Exercise brief: Take down each entry exactly as written.

Pointing dataset records
• • • •

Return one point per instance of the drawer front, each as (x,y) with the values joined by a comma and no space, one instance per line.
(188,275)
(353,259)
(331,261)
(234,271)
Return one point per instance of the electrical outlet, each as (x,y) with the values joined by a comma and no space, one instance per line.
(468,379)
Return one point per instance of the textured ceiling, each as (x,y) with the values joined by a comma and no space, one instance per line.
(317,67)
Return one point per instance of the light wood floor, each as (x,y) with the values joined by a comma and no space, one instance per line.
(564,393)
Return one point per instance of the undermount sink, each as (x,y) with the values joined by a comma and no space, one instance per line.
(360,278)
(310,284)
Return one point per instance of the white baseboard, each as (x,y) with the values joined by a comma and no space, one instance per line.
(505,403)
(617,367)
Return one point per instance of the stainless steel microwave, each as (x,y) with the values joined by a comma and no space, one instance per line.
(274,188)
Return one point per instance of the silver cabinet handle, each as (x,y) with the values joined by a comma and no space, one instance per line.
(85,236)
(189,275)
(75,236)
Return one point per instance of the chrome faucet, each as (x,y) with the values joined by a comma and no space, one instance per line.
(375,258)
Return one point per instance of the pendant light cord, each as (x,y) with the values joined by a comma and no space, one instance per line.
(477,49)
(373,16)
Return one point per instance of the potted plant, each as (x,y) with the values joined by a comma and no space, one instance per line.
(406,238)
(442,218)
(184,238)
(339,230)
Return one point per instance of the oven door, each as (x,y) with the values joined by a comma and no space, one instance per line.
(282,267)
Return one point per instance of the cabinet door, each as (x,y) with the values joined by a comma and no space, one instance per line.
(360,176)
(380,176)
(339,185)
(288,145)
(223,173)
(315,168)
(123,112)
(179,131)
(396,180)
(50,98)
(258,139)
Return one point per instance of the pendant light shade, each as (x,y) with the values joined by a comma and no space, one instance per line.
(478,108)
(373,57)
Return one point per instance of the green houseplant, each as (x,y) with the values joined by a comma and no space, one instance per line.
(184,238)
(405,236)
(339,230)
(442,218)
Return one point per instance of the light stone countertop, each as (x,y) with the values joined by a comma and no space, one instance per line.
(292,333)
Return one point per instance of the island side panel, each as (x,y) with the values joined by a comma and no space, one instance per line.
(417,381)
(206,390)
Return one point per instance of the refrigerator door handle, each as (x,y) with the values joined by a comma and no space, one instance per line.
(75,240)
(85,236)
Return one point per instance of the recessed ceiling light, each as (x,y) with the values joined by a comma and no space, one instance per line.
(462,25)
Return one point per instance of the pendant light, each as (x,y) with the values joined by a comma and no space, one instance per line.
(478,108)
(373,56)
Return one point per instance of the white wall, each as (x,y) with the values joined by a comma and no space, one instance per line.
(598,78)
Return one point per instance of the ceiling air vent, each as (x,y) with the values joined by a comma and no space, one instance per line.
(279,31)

• • • •

Task answer:
Return one point per instance of the drawer front, each as (x,y) with the values joined by a comma and no space, one instance per line.
(188,275)
(353,259)
(331,261)
(234,271)
Return one point per instance of the electrical outlet, each as (x,y) with the values joined by a comma and no space, one instance per line.
(468,379)
Return one point per instance of the textured ceiling, each as (x,y) with the values joined by a comma and no space, one instance per line.
(317,67)
Return one point per instance of the light wood floor, each as (x,y) with the values joined by a comma and no space, one instance per line.
(564,393)
Return one point per instance of the undermount sink, each as (x,y) with the values joined by a comma and no space, one instance per line.
(360,278)
(310,284)
Return one point per instance of the white baseboard, each as (x,y) with the values joined by a comma and no space, one instance per line.
(505,403)
(617,367)
Return one point per instance of the stainless steel microwave, each as (x,y) with the values joined by a comma and no space, one instance per line.
(274,188)
Return one point per instance of the silver cabinet handle, each as (x,y) with the values joined by a comma and no space, one instance per line.
(85,236)
(189,275)
(75,236)
Return one point per instance of the chrome faucet, each as (x,y) with the values joined by a comma and no space, one instance per line.
(375,258)
Return one point per instance of the pendant light cord, each as (x,y) with the values joined by a comma and no space, one instance per line.
(477,49)
(373,16)
Return one point per instance of the potted plant, each as (x,y) with the values joined by a comma and no space, one instance per line.
(406,238)
(442,218)
(184,238)
(339,230)
Return one point per instance of the oven door, each as (x,y) with the values joined by a comma and no space, one instance per line.
(282,267)
Return one point per instance of the cabinet door, each as (x,y) with the values joined by a comma and no space, one instance per line.
(360,176)
(380,176)
(339,185)
(288,145)
(223,173)
(315,168)
(123,112)
(179,131)
(396,180)
(50,98)
(258,139)
Return one point per instance of the pendant light shade, each as (x,y) with the values joined by a comma and no space, one instance per line.
(478,108)
(373,57)
Return one point per instance of the green houseplant, each as (x,y) with the values joined by a comma and no space, one instance per line.
(184,238)
(405,236)
(339,230)
(442,218)
Return one point per instance of the light stone countertop, each as (x,y) with the values joined by a comma and no space, one instance per line.
(292,333)
Return one point per instance of the island side panel, each as (x,y) with the values joined by a comma and no space, one instance per line.
(417,381)
(206,390)
Return one point per instance of the refrigerator door handle, each as (x,y) with the values joined by a comma and no space, one instance per line.
(75,240)
(85,236)
Return one point per instance of the recessed ceiling light, each as (x,y) with the values joined by a comma and no space, one instance per line.
(462,25)
Return one point per instance of the pendant light, each as (x,y) with the values joined by a comma and no space, one instance per line.
(478,108)
(373,56)
Return one point per instance of the white wall, each as (x,y) with the values joined by a comma and no space, one instance per line.
(598,78)
Return one point per instance of the ceiling air vent, each as (x,y) with the values joined by a comma and no space, one instance per line.
(279,31)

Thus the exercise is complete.